**The problem:**
Word for word, return each entry that follows, with every image removed.

(Photo-based referring expression data)
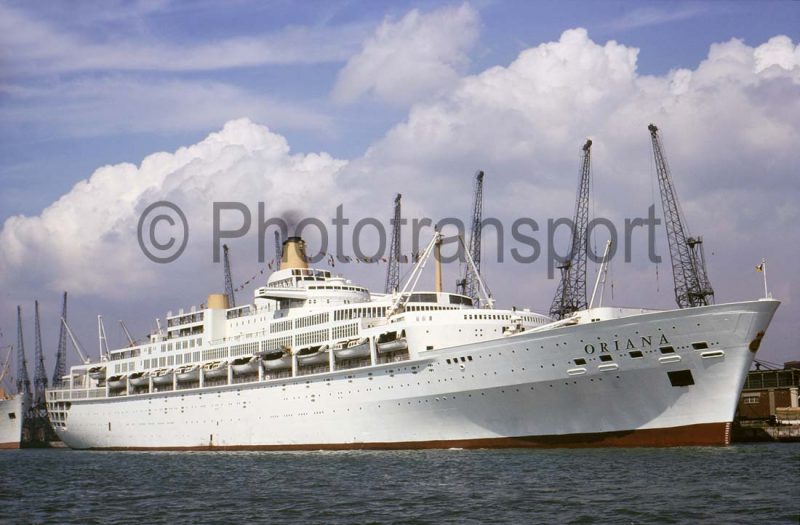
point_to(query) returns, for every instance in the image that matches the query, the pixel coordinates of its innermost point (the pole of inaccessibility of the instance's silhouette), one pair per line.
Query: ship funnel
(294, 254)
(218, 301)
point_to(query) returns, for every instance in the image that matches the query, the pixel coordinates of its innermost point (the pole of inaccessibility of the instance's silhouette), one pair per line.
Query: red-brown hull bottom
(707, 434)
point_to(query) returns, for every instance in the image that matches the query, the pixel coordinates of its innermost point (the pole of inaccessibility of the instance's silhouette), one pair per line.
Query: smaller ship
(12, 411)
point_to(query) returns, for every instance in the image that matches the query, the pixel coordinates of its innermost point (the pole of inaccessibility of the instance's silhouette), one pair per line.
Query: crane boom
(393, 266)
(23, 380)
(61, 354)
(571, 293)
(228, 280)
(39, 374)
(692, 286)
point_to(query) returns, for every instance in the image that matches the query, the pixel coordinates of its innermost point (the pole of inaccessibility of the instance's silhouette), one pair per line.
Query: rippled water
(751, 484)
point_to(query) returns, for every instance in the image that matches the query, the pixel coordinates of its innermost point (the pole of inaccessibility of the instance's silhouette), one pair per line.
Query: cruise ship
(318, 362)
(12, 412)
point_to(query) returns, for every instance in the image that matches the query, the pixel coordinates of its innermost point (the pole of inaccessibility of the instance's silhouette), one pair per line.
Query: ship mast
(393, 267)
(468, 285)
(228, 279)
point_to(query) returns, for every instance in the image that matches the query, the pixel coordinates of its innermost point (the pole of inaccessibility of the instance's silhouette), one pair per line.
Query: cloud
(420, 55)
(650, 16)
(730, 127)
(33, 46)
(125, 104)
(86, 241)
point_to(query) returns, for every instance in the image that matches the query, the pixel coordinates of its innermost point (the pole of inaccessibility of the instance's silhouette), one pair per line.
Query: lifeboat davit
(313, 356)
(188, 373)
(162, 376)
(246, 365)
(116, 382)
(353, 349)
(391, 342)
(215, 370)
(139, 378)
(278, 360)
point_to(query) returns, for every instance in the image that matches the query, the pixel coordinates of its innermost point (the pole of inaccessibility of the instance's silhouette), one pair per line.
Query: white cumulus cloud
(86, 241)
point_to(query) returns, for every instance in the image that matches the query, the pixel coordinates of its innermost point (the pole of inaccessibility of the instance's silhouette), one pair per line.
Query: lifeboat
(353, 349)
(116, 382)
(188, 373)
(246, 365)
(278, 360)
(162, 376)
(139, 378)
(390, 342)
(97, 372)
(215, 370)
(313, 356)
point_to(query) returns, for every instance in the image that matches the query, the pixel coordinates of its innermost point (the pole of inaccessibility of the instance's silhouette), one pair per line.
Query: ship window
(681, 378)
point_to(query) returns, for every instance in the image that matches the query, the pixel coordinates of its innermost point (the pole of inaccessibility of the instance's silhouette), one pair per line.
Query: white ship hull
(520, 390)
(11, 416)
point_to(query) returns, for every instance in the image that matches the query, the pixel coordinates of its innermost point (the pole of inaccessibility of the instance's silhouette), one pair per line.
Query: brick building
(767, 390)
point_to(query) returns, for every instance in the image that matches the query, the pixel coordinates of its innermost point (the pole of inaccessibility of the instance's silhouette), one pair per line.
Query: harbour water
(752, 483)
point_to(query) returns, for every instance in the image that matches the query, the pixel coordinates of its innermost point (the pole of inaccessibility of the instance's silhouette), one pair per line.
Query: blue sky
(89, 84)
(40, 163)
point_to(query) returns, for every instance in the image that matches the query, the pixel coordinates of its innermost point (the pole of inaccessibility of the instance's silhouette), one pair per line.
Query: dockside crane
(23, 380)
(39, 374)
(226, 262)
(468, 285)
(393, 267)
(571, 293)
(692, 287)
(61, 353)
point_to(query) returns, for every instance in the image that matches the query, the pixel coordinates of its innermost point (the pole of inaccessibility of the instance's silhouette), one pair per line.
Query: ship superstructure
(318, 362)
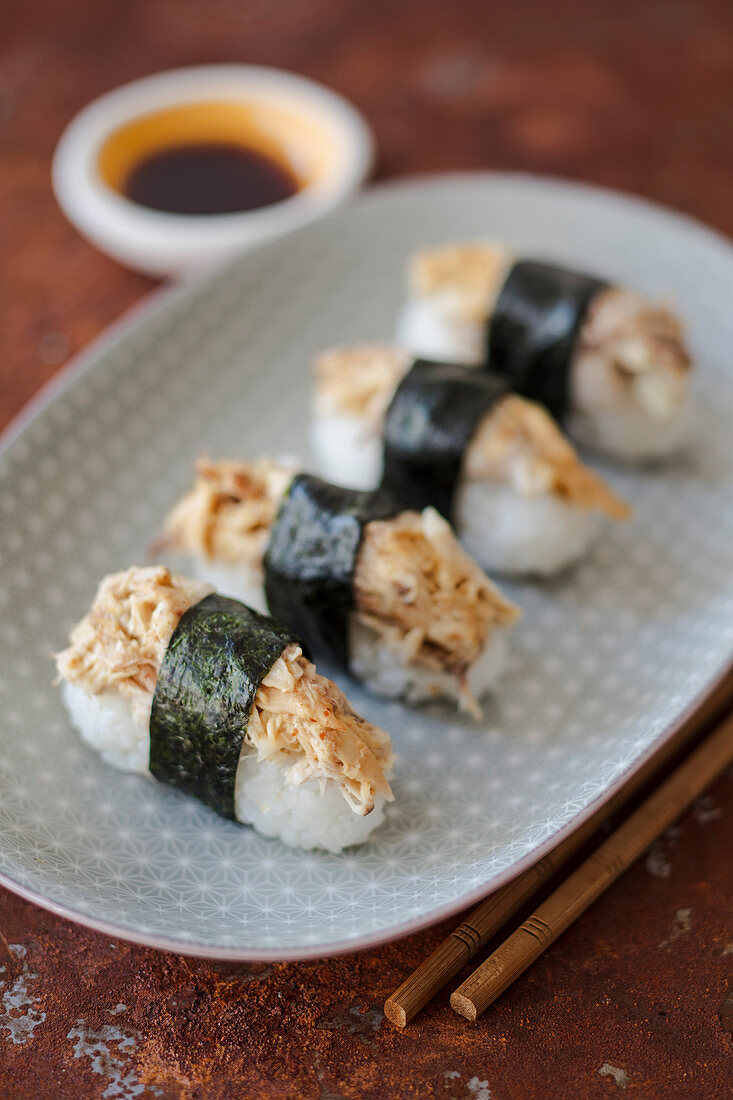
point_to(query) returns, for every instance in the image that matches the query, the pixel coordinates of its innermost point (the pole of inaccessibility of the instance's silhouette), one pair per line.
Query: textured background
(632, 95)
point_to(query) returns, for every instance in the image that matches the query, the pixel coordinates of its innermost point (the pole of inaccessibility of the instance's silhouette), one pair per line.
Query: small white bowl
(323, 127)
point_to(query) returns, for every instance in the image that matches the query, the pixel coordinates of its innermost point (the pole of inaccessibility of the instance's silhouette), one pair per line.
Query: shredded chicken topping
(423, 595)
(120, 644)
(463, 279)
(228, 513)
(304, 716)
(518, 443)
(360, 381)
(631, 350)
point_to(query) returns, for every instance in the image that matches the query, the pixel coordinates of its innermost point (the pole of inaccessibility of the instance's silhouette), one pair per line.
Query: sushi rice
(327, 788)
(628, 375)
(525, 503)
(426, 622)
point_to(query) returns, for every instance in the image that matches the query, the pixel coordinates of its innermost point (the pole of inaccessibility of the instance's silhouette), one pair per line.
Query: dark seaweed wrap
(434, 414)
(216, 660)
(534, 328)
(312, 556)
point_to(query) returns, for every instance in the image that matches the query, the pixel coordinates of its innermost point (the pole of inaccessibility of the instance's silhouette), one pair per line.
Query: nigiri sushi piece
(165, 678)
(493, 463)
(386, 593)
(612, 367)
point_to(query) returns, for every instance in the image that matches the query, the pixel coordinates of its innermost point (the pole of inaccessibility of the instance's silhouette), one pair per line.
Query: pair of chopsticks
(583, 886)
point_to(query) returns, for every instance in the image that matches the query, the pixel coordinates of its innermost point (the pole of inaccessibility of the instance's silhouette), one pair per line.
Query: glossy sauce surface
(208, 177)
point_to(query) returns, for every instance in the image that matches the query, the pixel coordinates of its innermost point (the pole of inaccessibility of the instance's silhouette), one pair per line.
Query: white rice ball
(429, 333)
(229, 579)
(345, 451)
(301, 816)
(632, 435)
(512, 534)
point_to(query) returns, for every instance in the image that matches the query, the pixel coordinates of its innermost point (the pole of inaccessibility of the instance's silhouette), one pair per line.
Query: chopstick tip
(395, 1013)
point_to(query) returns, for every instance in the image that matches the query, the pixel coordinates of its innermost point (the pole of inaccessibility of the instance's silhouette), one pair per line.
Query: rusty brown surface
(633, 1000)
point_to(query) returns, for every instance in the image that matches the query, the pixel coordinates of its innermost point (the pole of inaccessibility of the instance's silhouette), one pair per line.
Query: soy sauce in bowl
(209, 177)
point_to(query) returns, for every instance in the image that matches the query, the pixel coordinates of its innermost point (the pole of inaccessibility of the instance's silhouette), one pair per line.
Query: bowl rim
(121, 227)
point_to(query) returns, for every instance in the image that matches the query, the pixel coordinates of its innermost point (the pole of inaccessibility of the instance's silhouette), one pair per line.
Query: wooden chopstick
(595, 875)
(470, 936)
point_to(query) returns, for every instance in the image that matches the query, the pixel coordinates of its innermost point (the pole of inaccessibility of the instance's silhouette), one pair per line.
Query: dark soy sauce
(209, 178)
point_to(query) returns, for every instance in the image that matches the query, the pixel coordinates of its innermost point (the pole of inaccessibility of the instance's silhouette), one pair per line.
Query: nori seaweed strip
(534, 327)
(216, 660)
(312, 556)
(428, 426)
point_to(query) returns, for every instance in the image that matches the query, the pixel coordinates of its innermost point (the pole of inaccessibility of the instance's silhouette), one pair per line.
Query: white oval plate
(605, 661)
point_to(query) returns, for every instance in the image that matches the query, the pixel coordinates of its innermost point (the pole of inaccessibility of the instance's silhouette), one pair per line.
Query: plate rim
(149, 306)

**Answer area:**
point_to(query) returns, for every instance in the image that matches the query, the pixel coordinates of its innermost point (the pole of inaccessibility of the instance's silhouette), one pair per line.
Query: ship funnel
(294, 254)
(218, 301)
point_to(query) returns, for every instance in the image that matches the query, the pixel coordinates of its innermost point (the pole of inaccessibility of the instance's silhouette), one pair per line.
Query: red-brown hull bottom
(707, 434)
point_to(query) returns, for every instance in the image that matches the query, the pixel coordinates of its innermost point (the pole of inaccessibility of the instance's silhouette), one pair per line.
Query: smaller ship
(12, 411)
point_to(query) returns, for every instance in the image that matches the query, the pixel coordinates of its innermost point (the pole of inaccessibility of the instance's silhouette), one pair per line.
Query: crane boom
(393, 266)
(23, 380)
(61, 354)
(571, 293)
(228, 280)
(39, 374)
(692, 286)
point_to(query) returns, for every instance in the image that matches the query, the pixel coordinates of its innermost point (the pole of inaccessibility of the instance's silhouette), one pair per line.
Query: rippled water
(751, 484)
point_to(query) returns, for every instance in the image that matches the query, the pixel coordinates of its innermost point (the pole of inaccessibility of the instance's silhouette), one pair per line.
Query: cruise ship
(318, 362)
(12, 412)
point_to(query) returns, for every instance in the image that matches the query, the pixel coordinates of its innermost point (the pole of inaccessibility of the instance's silhouette), one pair per line.
Query: ship mast
(393, 267)
(468, 285)
(228, 279)
point_to(query) returns, for every instance in the image that matches the query, the pixel coordinates of its innermost point (the pole of inaccessibility of the instance's silhouette), one pair per line.
Query: cloud
(420, 55)
(650, 16)
(730, 127)
(33, 46)
(125, 104)
(86, 241)
point_to(query) returns, for every instance in the image that matches the query, the pixel coordinates of its innermost point (the pole of inaccessibility of the instance's silhouette), one pair per line.
Query: lifeboat davit
(313, 356)
(188, 373)
(162, 376)
(246, 365)
(116, 382)
(353, 349)
(391, 342)
(215, 370)
(139, 378)
(278, 360)
point_to(query) returns, for every instance in the image that matches the query, the pixel coordinates of its innermost point (the pole of inaccessibility of the instance's silhouette), one pair per line.
Query: white cumulus cloud
(86, 241)
point_to(query) returns, for every instance in the image that matches the query, the pixel coordinates of its innermost point (the pole of inaccessibility of the instance's silhouette), one pair per line.
Query: lifeboat
(353, 349)
(116, 382)
(188, 373)
(246, 365)
(278, 360)
(162, 376)
(139, 378)
(390, 342)
(97, 372)
(215, 370)
(313, 356)
point_to(query) returns, for every instance in the image that matches the query, the pixel coordinates of its innermost point (the pole of inaccessibility of the instance's silhouette), one pair per line.
Query: ship window
(681, 378)
point_to(query) returns, for every instance in the image that matches the query, the pixel coordinates of its innermost point (the pole of inaccessibility of the instance's silhouette), one pair per line.
Query: white ship hull
(520, 390)
(11, 416)
point_to(query) returns, for every instance in the image that matches the query, the pixel coordinates of its innermost point (the pole of inaccessibility of the instance's silhouette), one pair per line.
Query: brick building
(767, 390)
point_to(query) returns, for every instance in the image that matches the query, the pixel coordinates of its innermost point (the pole of inaccessibility of the instance's silhouette), one pair per line.
Query: harbour water
(752, 483)
point_to(query) returns, for every instance in the image that matches the query, the pixel coordinates of its innermost point (the pole of inaccessibility of the instance's silhouette), one pair per line.
Query: blue sky
(89, 84)
(40, 163)
point_to(query) returns, for every instance in the image that matches the query, the pixel coordinates of its innermost point (the pole of inaccessibility of the instance's silhouette), one pair per line.
Query: dockside crane
(23, 380)
(39, 374)
(226, 262)
(468, 285)
(393, 267)
(571, 293)
(692, 287)
(61, 353)
point_to(query) returns, for every instance in the image that matches the query, the pixel coordinates of its innermost point (the pole of inaccessibility of the instance's silhouette), one pair per line.
Query: ship superstructure
(318, 362)
point_to(query) returns, for every instance in the image that matches the query, the pixel coordinates of its innermost point (the pole of inaccessibility of the instance's silhouette), one pair per line.
Query: textured background
(632, 95)
point_to(query) returns, for every instance in the image that matches the query, the pixel coordinates of its innermost point (the pole of inaccessibility of the instance's silhouette), one pair per line.
Query: small white bowl
(323, 127)
point_to(query) returns, for every instance in the image that matches the query, the pixel coordinates of its innermost point (the pole of inaccessibility of the instance's silhouette), one pair per line.
Query: shredded chicken topping
(423, 595)
(120, 644)
(463, 279)
(228, 513)
(304, 716)
(518, 443)
(360, 381)
(631, 350)
point_to(query) returns, for every instance in the image that matches the query, the pixel coordinates of its innermost point (the pole of inaccessibility of the instance's silhouette), one pair per line.
Query: sushi rice
(327, 788)
(628, 375)
(525, 503)
(426, 622)
point_to(query) returns, for every instance in the image that matches the query, the pixel coordinates of its innermost point (the pole of inaccessibility of the instance's silhouette), one pair per line.
Query: dark seaweed wrap
(434, 414)
(216, 660)
(534, 328)
(312, 556)
point_to(query) returns, for every instance in the image that matches the query, the pixel coordinates of its innermost point (the pole of inaccessibility of the instance's silhouette), one pair per line.
Query: nigiri sushi piece
(165, 678)
(493, 463)
(386, 593)
(612, 367)
point_to(query) returns, for every instance in the image that matches the query, the pixel coordinates of its innermost point (the pole of inaccessibility of the instance's silhouette), one pair per line.
Query: pair of chopsticks
(583, 886)
point_to(query) returns, for every instance in the image that matches the query, the pixel coordinates of its innermost point (the pole of inaccessibility of the instance's silhouette), one pair per line.
Query: glossy sauce surface
(208, 177)
point_to(query) returns, for every instance in the image that matches the query, the pixel coordinates of its innermost point (the pole of inaccessibility of the instance's silhouette), one pair per line.
Query: white rice ball
(429, 333)
(229, 579)
(345, 451)
(301, 816)
(632, 435)
(512, 534)
point_to(query) returns, for every instance in the image that matches the query, the pixel coordinates of its innermost point (the pole of inaccessibility of the instance's silhouette), one pair per line.
Query: chopstick tip
(395, 1013)
point_to(query) returns, for every instance in the image that matches the query, the pixel coordinates of its innermost point (the pole of inaccessibility of the instance's silhouette), one pair per line.
Query: rusty brown surface
(633, 1000)
point_to(query) returns, for every instance in the image that matches the query, the pixel coordinates of its innermost point (the pole of inaccessibility of the instance's silhouette), one pair per line.
Query: soy sauce in bowl
(209, 177)
point_to(query) returns, for every instance in the image that matches the query, the pixel coordinates of its innermost point (the pole of inaccessibility of the instance's silhouette), one pair per line.
Query: bowl rim
(121, 227)
point_to(query) returns, for every instance in the image that matches the query, the pixel coordinates of its innermost point (the pole of inaccessibility of the instance's silhouette), one pair per line.
Query: wooden chopstick
(595, 875)
(470, 936)
point_to(query) returns, for every instance in the image that matches the query, the pixel coordinates of its innermost point (the pole of inaccessibility of the instance's silhouette), one pair per line.
Query: dark soy sauce
(209, 178)
point_to(query) returns, for every instance in the image that matches the query, the pixel coordinates of its innermost point (the pole of inaccessibility of the instance's silhouette), one pair per line.
Query: nori seaweed strip
(534, 327)
(216, 660)
(312, 556)
(428, 426)
point_to(query) returns, for every instance in the image that matches the query, the pixel coordinates of its innermost point (the pole of inaccessibility of the instance's silhouette), one pair per line.
Query: white oval plate
(605, 661)
point_to(query) returns, for every instance in the image that matches the query, the pixel coordinates of its innermost point (the pole of inaccessibility of the instance's silhouette), one pair per line.
Query: plate rim
(149, 306)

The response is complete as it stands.